(Region pointing data)
----
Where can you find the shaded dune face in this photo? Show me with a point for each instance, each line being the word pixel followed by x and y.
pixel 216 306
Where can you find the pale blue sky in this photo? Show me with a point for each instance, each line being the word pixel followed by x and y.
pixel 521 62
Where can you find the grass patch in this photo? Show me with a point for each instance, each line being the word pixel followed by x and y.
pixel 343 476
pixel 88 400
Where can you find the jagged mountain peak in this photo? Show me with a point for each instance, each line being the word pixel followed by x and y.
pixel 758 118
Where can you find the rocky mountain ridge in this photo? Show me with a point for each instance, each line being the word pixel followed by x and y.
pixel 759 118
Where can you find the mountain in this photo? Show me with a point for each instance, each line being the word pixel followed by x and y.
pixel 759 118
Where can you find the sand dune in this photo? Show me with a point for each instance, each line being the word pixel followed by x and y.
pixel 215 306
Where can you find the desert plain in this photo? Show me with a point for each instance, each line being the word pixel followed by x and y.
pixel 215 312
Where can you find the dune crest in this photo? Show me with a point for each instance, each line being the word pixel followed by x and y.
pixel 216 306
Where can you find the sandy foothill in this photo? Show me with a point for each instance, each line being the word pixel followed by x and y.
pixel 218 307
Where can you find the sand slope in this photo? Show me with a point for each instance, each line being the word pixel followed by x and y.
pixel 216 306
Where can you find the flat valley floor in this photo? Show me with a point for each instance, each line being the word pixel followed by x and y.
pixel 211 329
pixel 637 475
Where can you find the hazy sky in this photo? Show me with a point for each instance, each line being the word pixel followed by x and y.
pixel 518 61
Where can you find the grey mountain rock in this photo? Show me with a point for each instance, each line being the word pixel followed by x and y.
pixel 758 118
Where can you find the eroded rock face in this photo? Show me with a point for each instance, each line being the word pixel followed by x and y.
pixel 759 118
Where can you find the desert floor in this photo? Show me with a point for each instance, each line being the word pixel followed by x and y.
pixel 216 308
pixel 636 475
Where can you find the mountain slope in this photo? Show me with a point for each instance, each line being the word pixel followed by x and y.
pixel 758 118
----
The records above must be repeated exactly, every one of them.

* [OUTPUT]:
Where can you find the shaded dune face in this photo? Show me with a point for each instance, each line being the word pixel followed by x and y.
pixel 216 306
Where can you find the pale blue sky in this photo? Show me with a point for each instance, each line being the word pixel followed by x and y.
pixel 521 62
Where can you find the grass patch in this photo? Show me with a point for each instance, each line being the word pixel followed by x and y.
pixel 343 476
pixel 88 400
Where can you find the jagged mountain peak in this photo? Show me with a point for each instance, each line being the word pixel followed by x and y.
pixel 758 118
Where can you find the rocky mountain ridge in this photo? Show me with a point for each instance, each line being the word pixel followed by x and y.
pixel 759 118
Where can you find the mountain in this photo? Show me with a point for each instance, each line being the word pixel followed by x and y.
pixel 759 118
Where can you find the sand dune in this photo? Show me with a point for each instance, each line being the word pixel followed by x and y.
pixel 215 306
Where can you find the desert plain in this photo? Show me with a point for each instance, each line being the word pixel followed by x and y.
pixel 215 312
Where can you find the dune crest in this photo? Show me with a point for each instance, each line being the word pixel followed by x and y.
pixel 216 306
Where can you find the sandy foothill in this photo? Show me with a point for each instance, each line being the word pixel followed by x and y.
pixel 218 307
Where can you find the sand slope in this photo? Show me with a point for each instance, each line being the word pixel followed by x and y.
pixel 216 306
Where can you find the flat valley floor in this photo? Show me with a point for each instance, each line being the word pixel followed by x and y.
pixel 211 329
pixel 637 475
Where can you find the hazy sky in this photo? Show me with a point for each instance, each line being the word pixel followed by x and y.
pixel 518 61
Where can you find the grey mountain rock in this photo? Show me with a point for each instance, each line being the word pixel followed by x and y.
pixel 758 118
Where can you find the eroded rock face in this photo? Show me with a point for each instance, each line being the word pixel followed by x and y.
pixel 759 118
Where can you find the desert floor in this photo? Show me with a point for each instance, each line being the word pixel followed by x and y.
pixel 216 308
pixel 636 475
Where can you find the mountain slope in this photo? Show me with a point for each instance, each line being the word pixel followed by x and y.
pixel 758 118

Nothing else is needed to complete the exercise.